WHAT YOU WILL DO: Rewrite the rows below, replacing every instance of "asphalt" with "gravel" and keeping everything else identical.
• • • • • • •
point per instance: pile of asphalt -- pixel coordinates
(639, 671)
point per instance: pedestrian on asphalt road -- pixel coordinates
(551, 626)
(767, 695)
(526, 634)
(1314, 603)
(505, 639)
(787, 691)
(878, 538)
• • • • • • •
THE ANSWER:
point per instance: pile of gravel -- pixel coordinates
(639, 671)
point per instance: pedestrian on gravel road -- pixel coordinates
(551, 626)
(767, 695)
(526, 634)
(1314, 603)
(505, 639)
(787, 691)
(878, 538)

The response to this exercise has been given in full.